+++ Texto

“Porque mistério sempre há de pintar por aí” (I)
Não adianta nem me abandonar
Porque mistério sempre há de pintar por aí
Alguém aí já ouviu falar do “doce Gravatinha” e do “abominável Sobrenatural de Almeida”? Uma dupla de peso que, à imagem e semelhança de Nelson Rodrigues, seu criador, o próprio Escritor Maldito, era formada por dois místicos e palpiteiros tricolores de primeira viagem. Ao que nos parece, ambos debutaram no futebol brasileiro nas roseadas páginas do saudoso Jornal dos Sports no segundo semestre de 1967. Sobrenatural de Almeida, talvez, antes de Gravatinha, protestando por lhe responsabilizarem pelas sete derrotas seguidas do seu Fluminense. Dali em diante, sempre acusado por influir na cobrança de um pênalti mal batido, na atrapalhada escalação da equipe ou na imprudência do frangueiro; especialmente nos jogos do tricolor. Já o elegante Gravatinha viria ao mundo para reparar as injustiças provocadas por seu oculto parceiro. Ou melhor, retornaria “do Além” especialmente para ver as vitórias do Fluminense, já que ele era uma alma penada, falecido em 1918 aos 80 anos, possivelmente em decorrência da Gripe Espanhola, um dos traumas de infância de Nelson Rodrigues. Uma personagem, como definiu o cronista, de fala “fininha de criança que baixa em centro espírita”, cuja aparição era sinal de bom presságio ao tricolor carioca.

++++++

Instruções:
(1) Responda às perguntas abaixo com base no texto sobre Gravatinha e Sobrenatural de Almeida.
(a) Em que jornal os dois personagens teriam estreado?
(b) Por quantas derrotas seguidas do Fluminense Sobrenatural de Almeida protestava por ser responsabilizado?
(c) Em que ano e com que idade Gravatinha teria morrido?
(2) Continue o texto sobre Gravatinha e Sobrenatural de Almeida em um parágrafo, a partir da última frase apresentada.

+++ Dados fornecidos

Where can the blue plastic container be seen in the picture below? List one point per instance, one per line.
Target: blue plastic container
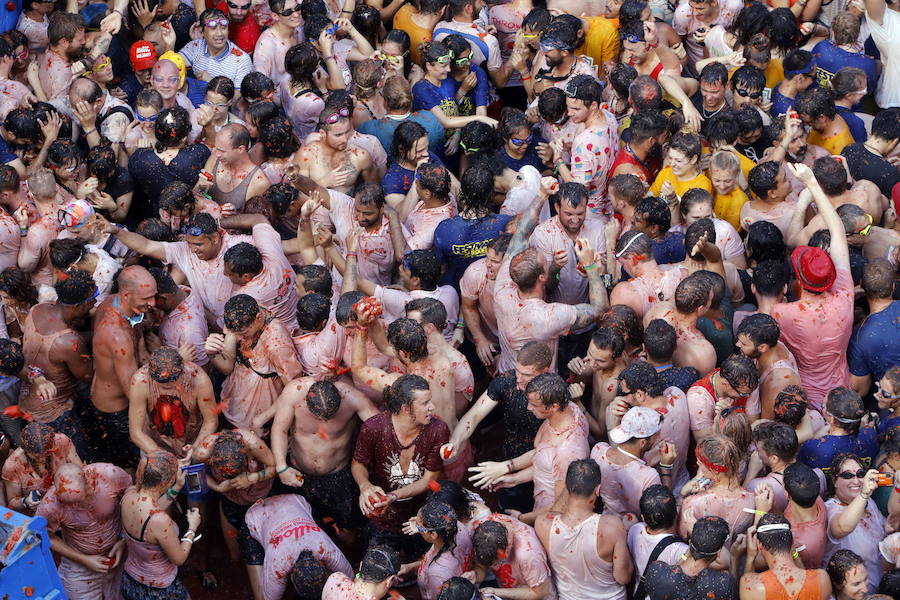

++++++

Respostas:
(1)
(a) No Jornal dos Sports.
(b) Por sete derrotas seguidas.
(c) Em 1918, aos 80 anos.

(2)
Alguns poderão argumentar que o futebol hoje se encontra cercado de ciência e razão por todos os lados. Mas pode confessar que a gente não conta pra ninguém: tricolor ou não você já deve ter conhecido, encontrado ou visto um tipo como o Gravatinha ou o Sobrenatural de Almeida. Isso se você mesmo já não tiver sido um pouco cada um dos dois, renovando, a cada jogo, místicos pedidos. Afinal, como diria Nelson Rodrigues, “o mistério pertence ao futebol”. O futebol é encantador justamente por ser o jogo do imponderável, do “tudo pode acontecer”, guardando para si esse ar de mistério.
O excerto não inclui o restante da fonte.